Aim of the task = Could you set down every record below exactly as it appears?

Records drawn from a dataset
========

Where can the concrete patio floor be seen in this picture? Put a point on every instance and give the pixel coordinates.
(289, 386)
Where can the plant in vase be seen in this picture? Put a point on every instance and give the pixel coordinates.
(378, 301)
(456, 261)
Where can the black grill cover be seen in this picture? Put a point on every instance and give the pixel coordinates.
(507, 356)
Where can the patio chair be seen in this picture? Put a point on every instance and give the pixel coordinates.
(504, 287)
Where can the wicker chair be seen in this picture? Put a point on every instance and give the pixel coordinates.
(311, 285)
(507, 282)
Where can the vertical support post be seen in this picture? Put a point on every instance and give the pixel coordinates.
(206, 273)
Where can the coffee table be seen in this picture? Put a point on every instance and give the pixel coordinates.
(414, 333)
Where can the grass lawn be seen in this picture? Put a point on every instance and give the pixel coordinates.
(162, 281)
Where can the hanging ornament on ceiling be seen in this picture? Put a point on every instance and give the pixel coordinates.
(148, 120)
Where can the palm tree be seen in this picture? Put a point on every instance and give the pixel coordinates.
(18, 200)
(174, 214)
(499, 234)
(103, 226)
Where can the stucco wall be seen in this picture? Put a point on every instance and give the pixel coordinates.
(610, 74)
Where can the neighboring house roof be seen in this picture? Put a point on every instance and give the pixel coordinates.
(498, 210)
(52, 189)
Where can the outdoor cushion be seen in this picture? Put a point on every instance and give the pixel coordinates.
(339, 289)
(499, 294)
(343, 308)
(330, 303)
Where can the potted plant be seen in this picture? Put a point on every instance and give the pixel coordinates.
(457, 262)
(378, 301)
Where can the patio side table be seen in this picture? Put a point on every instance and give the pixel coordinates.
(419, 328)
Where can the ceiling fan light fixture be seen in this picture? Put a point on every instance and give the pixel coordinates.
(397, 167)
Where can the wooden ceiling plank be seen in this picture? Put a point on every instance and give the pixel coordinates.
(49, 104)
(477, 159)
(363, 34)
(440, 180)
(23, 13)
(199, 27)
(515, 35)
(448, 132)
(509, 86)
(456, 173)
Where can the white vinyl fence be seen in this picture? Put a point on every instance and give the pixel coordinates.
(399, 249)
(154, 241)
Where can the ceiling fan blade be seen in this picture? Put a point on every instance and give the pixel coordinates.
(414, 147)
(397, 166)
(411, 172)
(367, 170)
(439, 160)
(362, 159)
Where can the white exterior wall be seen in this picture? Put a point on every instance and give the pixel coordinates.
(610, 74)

========

Task response =
Where can the concrete patio floor be seen in this picture? Put a point on every instance and give the pixel coordinates.
(289, 386)
Where can the plant in vase be seen in this picture? Put a point on every instance and give the pixel coordinates.
(378, 301)
(456, 261)
Where can the black grill cover be seen in this picture? Put a point on every instance and give the pixel coordinates.
(507, 356)
Where can the patio chair be seen in this picture? Put a point on every instance and give the pixel coordinates.
(504, 287)
Where can the wicker chair be seen in this picture? Put a point on every instance and give the pixel coordinates.
(311, 285)
(507, 282)
Where can the vertical support post be seen in this picture? Put a point on every instance and give the pixel coordinates.
(206, 273)
Where can the coffee table be seen in this picture? Put a point on every instance and give the pixel coordinates.
(414, 333)
Where can the grass lawn be seen in this picture? Put a point on every instance and give the pixel coordinates.
(162, 281)
Where can the hanging ornament on ceiling be seen in this picture? Put a point on every instance and give the pixel coordinates.
(148, 120)
Where can the palm tree be seen in this picture? Put a point on every instance and give the pixel coordinates.
(18, 200)
(174, 214)
(499, 234)
(103, 226)
Where can the stucco wall be seen in this picture? Put a point on every instance and give the pixel coordinates.
(610, 74)
Where can the neighboring house roof be seen in this picture? Put a point on every instance and give the pixel coordinates.
(498, 210)
(52, 189)
Where can the outdoor cushion be seen in this picture? Put a point on every instance and give the pixel coordinates.
(339, 289)
(499, 294)
(343, 308)
(330, 303)
Where can the potted plant be seen in this picture? Put a point on every instance and give the pixel coordinates.
(457, 262)
(378, 301)
Where can the patio side table be seen in this picture? Put a point on every instance and give the pixel coordinates.
(419, 328)
Where can the ceiling fan light fixture be seen in this picture? Put a point on every instance and give the pixel coordinates.
(397, 167)
Where can the wooden ceiling plank be seen in this picture? Put a point on every instance and give the pixel coordinates.
(49, 104)
(477, 159)
(363, 34)
(440, 180)
(23, 13)
(199, 27)
(515, 35)
(448, 132)
(509, 86)
(456, 173)
Where can the white vinyl fence be seen in this picture? Put a point on every instance and give the pixel coordinates.
(399, 249)
(154, 241)
Where can the ceiling fan blade be seen in this picture? Put a point on every instance and give the pixel coordinates.
(414, 147)
(397, 166)
(411, 172)
(367, 170)
(439, 160)
(362, 159)
Where can the white exterior wall be seen in this picture? Put a point on every instance and give the pixel coordinates.
(610, 74)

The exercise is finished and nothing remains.